Charles II (or III) (born February 18, 1543, Nancy, Lorraine [Germany; now in France]—died May 14, 1608, Nancy) was the duke of Lorraine from 1545, whose reign is noted for its progress and prosperity.
Charles was the son of Francis I of Lorraine and Christina of Denmark. On his father’s death in 1545, his mother became regent for him, and in 1552 Charles was taken to Paris by Henry II of France after the French seizure of the bishoprics of Metz, Toul, and Verdun. In 1559 Charles married Henry’s daughter, Claude de France.
After the death of Henry’s successor, Francis II (1560), Charles returned to Nancy to rule his duchy. He maintained good relations with the Holy Roman Empire and extended his frontiers eastward by the acquisition of Bitche, Phalsbourg, and Marsal. In the French civil wars between Roman Catholics and Huguenots he long took no part, but in 1584 he adhered to the League (of French Catholics). He then tried to set up his eldest son Henry to dispute the right of the Protestant Henry of Navarre (the future Henry IV of France) to the French succession. Consequently, German Protestants ravaged Lorraine on their way into France (1587) to support Henry IV, and in 1592 Henry IV declared war. Henry’s conversion to Roman Catholicism, however, made Charles more conciliatory, and hostilities between them ended in 1594.

> AVAILABLE DATA

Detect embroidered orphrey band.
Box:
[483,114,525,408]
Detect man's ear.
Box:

> TASK OBJECTIVE
In the text about Charles II of Lorraine, whom did Charles marry in 1559?

> FINAL ANSWER
Claude de France, the daughter of Henry II of France.